__What to do__:
Duplicate the following listing line for line, without any changes.

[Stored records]
========

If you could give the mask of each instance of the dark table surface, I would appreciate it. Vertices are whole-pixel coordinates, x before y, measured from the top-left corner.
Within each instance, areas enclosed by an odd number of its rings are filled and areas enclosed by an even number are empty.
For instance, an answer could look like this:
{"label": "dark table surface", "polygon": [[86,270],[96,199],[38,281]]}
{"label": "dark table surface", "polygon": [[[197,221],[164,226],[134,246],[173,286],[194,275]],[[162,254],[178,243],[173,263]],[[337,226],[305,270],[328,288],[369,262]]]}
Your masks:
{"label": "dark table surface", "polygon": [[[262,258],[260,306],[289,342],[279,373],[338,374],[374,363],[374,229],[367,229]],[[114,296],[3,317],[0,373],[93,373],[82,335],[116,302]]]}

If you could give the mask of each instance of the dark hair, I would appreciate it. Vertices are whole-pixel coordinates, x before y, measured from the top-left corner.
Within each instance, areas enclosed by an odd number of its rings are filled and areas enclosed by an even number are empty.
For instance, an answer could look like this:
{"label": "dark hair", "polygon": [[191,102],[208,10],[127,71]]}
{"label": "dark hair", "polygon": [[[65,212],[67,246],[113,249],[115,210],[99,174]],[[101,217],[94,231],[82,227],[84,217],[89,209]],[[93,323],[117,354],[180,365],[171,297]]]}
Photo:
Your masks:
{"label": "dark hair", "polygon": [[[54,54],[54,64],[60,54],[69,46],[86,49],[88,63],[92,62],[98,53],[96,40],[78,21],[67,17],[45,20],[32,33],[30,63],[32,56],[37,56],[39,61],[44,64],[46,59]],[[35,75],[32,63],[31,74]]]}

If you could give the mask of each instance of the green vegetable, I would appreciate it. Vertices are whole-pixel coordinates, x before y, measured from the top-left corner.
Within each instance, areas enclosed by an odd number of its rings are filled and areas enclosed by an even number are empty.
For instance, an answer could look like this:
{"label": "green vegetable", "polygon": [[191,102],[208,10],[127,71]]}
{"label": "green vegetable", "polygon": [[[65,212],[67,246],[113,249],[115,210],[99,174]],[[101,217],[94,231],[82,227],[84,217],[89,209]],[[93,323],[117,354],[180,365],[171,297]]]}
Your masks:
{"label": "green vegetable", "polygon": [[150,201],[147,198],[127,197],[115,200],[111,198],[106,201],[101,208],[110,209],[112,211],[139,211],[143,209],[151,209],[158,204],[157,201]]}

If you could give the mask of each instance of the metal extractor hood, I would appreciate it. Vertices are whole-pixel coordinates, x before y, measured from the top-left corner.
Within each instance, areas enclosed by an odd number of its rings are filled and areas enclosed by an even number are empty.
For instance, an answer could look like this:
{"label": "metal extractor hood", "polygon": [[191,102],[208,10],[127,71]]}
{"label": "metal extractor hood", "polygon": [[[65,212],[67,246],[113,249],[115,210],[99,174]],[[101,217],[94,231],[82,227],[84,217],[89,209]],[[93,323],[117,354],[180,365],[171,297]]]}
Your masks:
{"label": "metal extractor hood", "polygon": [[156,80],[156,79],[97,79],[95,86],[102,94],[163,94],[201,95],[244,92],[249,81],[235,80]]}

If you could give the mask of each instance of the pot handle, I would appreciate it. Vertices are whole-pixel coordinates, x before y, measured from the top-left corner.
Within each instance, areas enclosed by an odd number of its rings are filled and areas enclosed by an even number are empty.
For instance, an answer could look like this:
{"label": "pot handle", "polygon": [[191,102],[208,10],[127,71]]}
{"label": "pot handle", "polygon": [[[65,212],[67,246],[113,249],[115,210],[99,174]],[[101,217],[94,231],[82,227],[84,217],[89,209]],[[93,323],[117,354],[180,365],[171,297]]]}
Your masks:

========

__Solved problem__:
If you could give the mask of each instance of the dark table surface, I would appreciate it. Vertices are whole-pixel coordinates, x before y, measured from the top-left corner.
Within each instance, areas enclosed by an odd number of its rings are filled and areas enclosed by an even number are empty.
For instance, an answer could look like this:
{"label": "dark table surface", "polygon": [[86,270],[96,199],[38,281]]}
{"label": "dark table surface", "polygon": [[[197,221],[164,226],[134,246],[173,286],[194,275]],[[162,254],[178,243],[173,263]],[[337,226],[305,270],[328,288],[369,262]]]}
Your masks:
{"label": "dark table surface", "polygon": [[[262,258],[260,306],[289,342],[279,373],[338,374],[374,363],[374,229],[367,229]],[[114,296],[3,317],[0,373],[93,373],[82,335],[116,302]]]}

If you could give the mask of each instance of the dark hair, I would appreciate it. Vertices are whole-pixel coordinates, x before y, measured from the top-left corner.
Within each instance, areas enclosed by an odd number of its rings are filled and areas enclosed by an even number are empty.
For instance, an answer could look like this:
{"label": "dark hair", "polygon": [[191,102],[208,10],[127,71]]}
{"label": "dark hair", "polygon": [[[65,212],[67,246],[113,249],[115,210],[99,174]],[[101,217],[94,231],[82,227],[84,217],[89,209]],[[93,323],[117,354],[180,365],[171,297]]]}
Photo:
Your masks:
{"label": "dark hair", "polygon": [[[54,54],[54,64],[60,54],[69,46],[86,49],[88,63],[92,62],[98,53],[96,40],[78,21],[67,17],[45,20],[32,33],[30,63],[32,56],[37,56],[39,61],[44,64],[46,59]],[[35,75],[32,63],[31,74]]]}

If you could give the mask of each instance of the green vegetable, I would appreciate it. Vertices are whole-pixel coordinates, x before y, measured from the top-left corner.
Within each instance, areas enclosed by an odd number of its rings are filled and areas enclosed by an even number are empty.
For instance, an answer could look like this:
{"label": "green vegetable", "polygon": [[191,102],[208,10],[127,71]]}
{"label": "green vegetable", "polygon": [[[65,212],[67,246],[113,249],[115,210],[99,174]],[[101,217],[94,231],[82,227],[84,217],[89,209]],[[93,323],[117,354],[180,365],[171,297]]]}
Your masks:
{"label": "green vegetable", "polygon": [[150,201],[147,198],[127,197],[115,200],[111,198],[106,201],[101,208],[110,209],[112,211],[139,211],[143,209],[151,209],[158,204],[157,201]]}

If you could give the mask of each instance of the metal extractor hood, I would appreciate it. Vertices are whole-pixel coordinates, x before y, measured from the top-left corner.
Within each instance, areas enclosed by an odd number of its rings are filled and areas enclosed by an even number are empty.
For instance, an answer could look like this:
{"label": "metal extractor hood", "polygon": [[191,102],[208,10],[127,71]]}
{"label": "metal extractor hood", "polygon": [[[65,212],[67,246],[113,249],[115,210],[99,174]],[[101,217],[94,231],[82,227],[84,217],[89,209]],[[93,323],[117,354],[180,365],[171,297]]]}
Your masks:
{"label": "metal extractor hood", "polygon": [[156,80],[156,79],[97,79],[95,86],[102,94],[163,94],[201,95],[244,92],[249,81],[235,80]]}

If you could give the mask of each instance of the pot handle, I would appreciate it. Vertices are whole-pixel coordinates, x before y, measured from the top-left corner.
Within each instance, areas enclosed by an odd number of its rings are filled and areas enclosed by an even number are empty.
For instance, an answer could look like this:
{"label": "pot handle", "polygon": [[191,102],[208,10],[127,71]]}
{"label": "pot handle", "polygon": [[[65,212],[67,246],[113,249],[115,210],[99,174]],[[101,217],[94,231],[82,227],[84,217],[89,209]],[[93,323],[117,354],[180,365],[171,297]]]}
Your masks:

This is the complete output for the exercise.